Task directions
Express every line of the listing below as a JSON list of strings, one string per line, omitting blank lines.

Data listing
>> start

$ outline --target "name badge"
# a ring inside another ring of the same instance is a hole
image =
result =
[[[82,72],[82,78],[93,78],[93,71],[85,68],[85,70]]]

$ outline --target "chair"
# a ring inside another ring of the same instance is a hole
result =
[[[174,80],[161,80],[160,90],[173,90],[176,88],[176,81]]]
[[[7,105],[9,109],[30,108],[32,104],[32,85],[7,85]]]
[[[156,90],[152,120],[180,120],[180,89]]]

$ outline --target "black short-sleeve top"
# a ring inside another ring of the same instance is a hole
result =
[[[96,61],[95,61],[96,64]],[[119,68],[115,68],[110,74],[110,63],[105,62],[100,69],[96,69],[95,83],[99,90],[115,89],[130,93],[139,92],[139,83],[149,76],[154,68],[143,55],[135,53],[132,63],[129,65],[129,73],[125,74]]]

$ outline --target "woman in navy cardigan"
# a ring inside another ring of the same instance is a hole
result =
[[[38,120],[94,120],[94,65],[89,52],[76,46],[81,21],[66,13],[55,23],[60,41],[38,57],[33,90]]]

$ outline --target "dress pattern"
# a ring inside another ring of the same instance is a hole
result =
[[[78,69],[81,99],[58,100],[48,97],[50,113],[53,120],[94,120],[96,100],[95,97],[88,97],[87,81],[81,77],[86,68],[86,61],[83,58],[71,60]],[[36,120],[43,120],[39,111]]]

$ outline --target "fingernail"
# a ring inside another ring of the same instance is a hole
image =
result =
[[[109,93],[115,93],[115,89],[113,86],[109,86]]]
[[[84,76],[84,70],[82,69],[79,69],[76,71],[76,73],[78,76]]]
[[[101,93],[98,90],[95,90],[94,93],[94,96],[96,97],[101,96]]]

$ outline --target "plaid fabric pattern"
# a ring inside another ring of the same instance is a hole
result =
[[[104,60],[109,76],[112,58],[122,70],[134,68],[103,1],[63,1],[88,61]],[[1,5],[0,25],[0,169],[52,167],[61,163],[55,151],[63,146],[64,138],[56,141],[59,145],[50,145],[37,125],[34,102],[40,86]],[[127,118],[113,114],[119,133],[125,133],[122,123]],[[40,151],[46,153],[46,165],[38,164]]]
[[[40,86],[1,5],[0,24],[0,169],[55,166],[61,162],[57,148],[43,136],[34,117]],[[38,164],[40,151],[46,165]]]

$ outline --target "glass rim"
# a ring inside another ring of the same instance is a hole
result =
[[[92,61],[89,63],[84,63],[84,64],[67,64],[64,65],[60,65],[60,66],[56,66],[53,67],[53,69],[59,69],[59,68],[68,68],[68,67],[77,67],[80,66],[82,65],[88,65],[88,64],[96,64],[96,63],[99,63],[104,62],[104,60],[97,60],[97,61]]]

>> end

Solution to this task
[
  "$ outline --target \"name badge\"",
  "# a ring inside another ring of the same instance is a hole",
  "image =",
  "result =",
  "[[[82,72],[82,78],[93,78],[93,71],[85,68],[85,70]]]",
  "$ outline --target \"chair\"",
  "# a ring inside another ring of the same instance is a hole",
  "result =",
  "[[[174,80],[161,80],[160,90],[173,90],[176,88],[176,81]]]",
  "[[[7,105],[9,109],[30,108],[32,104],[32,85],[7,85]]]",
  "[[[156,90],[152,120],[180,120],[180,89]]]",
  "$ outline --target \"black short-sleeve top\"",
  "# a ring inside another ring of the same instance is a hole",
  "result =",
  "[[[96,61],[95,61],[96,64]],[[119,68],[115,68],[110,74],[110,63],[105,62],[100,69],[96,69],[95,83],[99,90],[115,89],[130,93],[139,92],[139,83],[149,76],[154,68],[143,55],[135,53],[132,63],[129,65],[129,73],[125,74]]]",
  "$ outline --target \"woman in navy cardigan\"",
  "# a ring inside another ring of the same instance is a hole",
  "result =",
  "[[[38,120],[94,120],[94,65],[89,52],[76,46],[81,21],[66,13],[55,23],[60,41],[38,57],[33,90]]]",
  "$ outline --target \"dress pattern\"",
  "# a ring inside another ring of the same instance is a hole",
  "result =",
  "[[[78,69],[81,99],[58,100],[48,97],[50,113],[53,120],[94,120],[96,100],[95,97],[88,97],[87,81],[81,77],[86,68],[86,61],[83,58],[71,60]],[[36,120],[43,120],[39,111]]]",
  "$ outline --target \"fingernail\"",
  "# a ring inside another ring of the same instance is a hole",
  "image =",
  "result =",
  "[[[109,93],[115,93],[115,89],[113,86],[109,86]]]",
  "[[[84,76],[84,70],[82,69],[79,69],[76,71],[76,73],[78,76]]]",
  "[[[101,93],[98,90],[95,90],[94,93],[94,96],[96,97],[101,96]]]",
  "$ outline --target \"plaid fabric pattern\"",
  "# a ring inside another ring of the same instance is a hole",
  "result =",
  "[[[104,60],[109,76],[112,58],[122,70],[134,68],[103,1],[63,1],[88,61]],[[1,5],[0,25],[0,169],[52,167],[61,163],[55,151],[63,146],[64,138],[56,141],[59,145],[50,145],[37,125],[34,102],[40,86]],[[127,118],[113,114],[119,133],[125,133],[122,123]],[[40,151],[46,153],[46,165],[38,164]]]",
  "[[[40,86],[1,5],[0,24],[0,169],[55,166],[61,162],[57,148],[43,136],[34,117]],[[38,164],[40,151],[46,165]]]",
  "$ outline --target \"glass rim\"",
  "# a ring inside another ring of the same instance is a hole",
  "result =",
  "[[[92,61],[89,63],[84,63],[84,64],[67,64],[64,65],[60,65],[60,66],[56,66],[53,67],[53,69],[59,69],[59,68],[68,68],[68,67],[77,67],[80,66],[82,65],[88,65],[88,64],[96,64],[96,63],[99,63],[104,62],[104,60],[97,60],[97,61]]]"
]